··· TEXT PASSAGE ···

Working as a travel professional can benefit one’s professional and personal life in a myriad of ways. We talked with three healthcare professionals in the dialysis field, and they shared why they switched to travel positions, and most importantly, why they love it.
Katie Elliott, PCT
Katie Elliott, a dialysis patient care technician, felt drawn to a career in healthcare from a young age.
“I’ve known since I was 14 that I wanted to be in the medical field. My grandfather was a veteran and he was taken to the VA a lot. I wanted to be one of the people who was making a difference,” Katie says. “I learned about dialysis and it’s an experience I wouldn’t trade for the world. Working in dialysis is not just a job, it’s a lifestyle. You can’t just be in it for the money, you have to be in it for the patients.”
Though her passion for working with dialysis patients ran deep, Katie decided she needed greater flexibility and control over her schedule.
“The permanent game is great, but unfortunately dialysis has a pretty high turnover. That can lead to staffing shortages and the burden gets placed on those who are permanent,” Katie says. “I was working a lot more hours than I wanted, and I didn’t really have any social time. When I found out about traveling, there was a lot that appealed to me. I especially liked that traveling gave me more control over when and how I work and didn’t burden me financially at the same time.”
Katie also credits traveling with rounding out her skills and experience as a dialysis PCT.
“I already had quite a few skills under my belt, but when I started traveling, I got to learn how to work on all types of dialysis machines, different charting systems, and unique patient cases. I worked with more patients with Alzheimer’s, patients who have language barriers, and patients that have other pressing medical conditions that make their dialysis even more risky,” says Katie. “With the experience I’ve gained traveling, I feel like I have the skills to handle any scenario that might come up.”

··· INFORMATION SUPPLIED ···

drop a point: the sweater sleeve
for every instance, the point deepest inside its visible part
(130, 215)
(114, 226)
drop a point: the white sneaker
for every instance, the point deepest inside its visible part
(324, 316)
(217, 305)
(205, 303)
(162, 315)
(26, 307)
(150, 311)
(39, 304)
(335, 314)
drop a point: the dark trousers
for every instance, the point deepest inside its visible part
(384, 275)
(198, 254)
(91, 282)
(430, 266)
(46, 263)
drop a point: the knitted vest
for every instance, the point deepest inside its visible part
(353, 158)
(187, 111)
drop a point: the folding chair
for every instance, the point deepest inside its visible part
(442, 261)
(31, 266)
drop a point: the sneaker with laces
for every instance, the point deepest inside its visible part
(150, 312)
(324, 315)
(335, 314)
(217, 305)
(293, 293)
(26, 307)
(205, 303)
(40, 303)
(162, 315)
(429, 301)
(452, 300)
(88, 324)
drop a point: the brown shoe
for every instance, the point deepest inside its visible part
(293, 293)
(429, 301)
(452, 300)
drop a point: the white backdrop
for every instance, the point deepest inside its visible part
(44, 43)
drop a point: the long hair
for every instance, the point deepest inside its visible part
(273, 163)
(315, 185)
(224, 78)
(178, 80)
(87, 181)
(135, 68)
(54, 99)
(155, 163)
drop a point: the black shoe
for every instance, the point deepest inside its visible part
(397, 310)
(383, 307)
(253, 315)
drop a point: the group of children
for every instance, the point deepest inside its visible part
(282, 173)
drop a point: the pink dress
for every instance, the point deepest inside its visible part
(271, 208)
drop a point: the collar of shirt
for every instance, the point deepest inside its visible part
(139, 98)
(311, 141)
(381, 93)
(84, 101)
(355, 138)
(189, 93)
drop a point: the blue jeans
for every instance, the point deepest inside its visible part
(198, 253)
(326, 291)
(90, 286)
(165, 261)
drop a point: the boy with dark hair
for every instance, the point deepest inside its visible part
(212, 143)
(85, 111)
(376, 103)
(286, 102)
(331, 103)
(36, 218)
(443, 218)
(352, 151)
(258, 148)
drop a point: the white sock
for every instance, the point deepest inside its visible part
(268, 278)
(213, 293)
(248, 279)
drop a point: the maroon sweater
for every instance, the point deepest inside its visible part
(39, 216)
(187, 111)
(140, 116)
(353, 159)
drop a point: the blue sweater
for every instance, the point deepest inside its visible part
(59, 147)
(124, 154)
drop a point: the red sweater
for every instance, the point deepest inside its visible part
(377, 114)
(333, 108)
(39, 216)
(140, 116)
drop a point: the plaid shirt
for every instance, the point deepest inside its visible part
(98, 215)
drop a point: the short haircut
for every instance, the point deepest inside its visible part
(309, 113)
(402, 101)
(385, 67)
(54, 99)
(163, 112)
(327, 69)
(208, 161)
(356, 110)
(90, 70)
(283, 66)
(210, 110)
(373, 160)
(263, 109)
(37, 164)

···

Rewrite the text on dialysis travel work from "Working as a" up to and including "a young age.", putting "medical" wherever "healthcare" appears.

## EXPECTED OUTPUT
Working as a travel professional can benefit one’s professional and personal life in a myriad of ways. We talked with three medical professionals in the dialysis field, and they shared why they switched to travel positions, and most importantly, why they love it.
Katie Elliott, PCT
Katie Elliott, a dialysis patient care technician, felt drawn to a career in medical from a young age.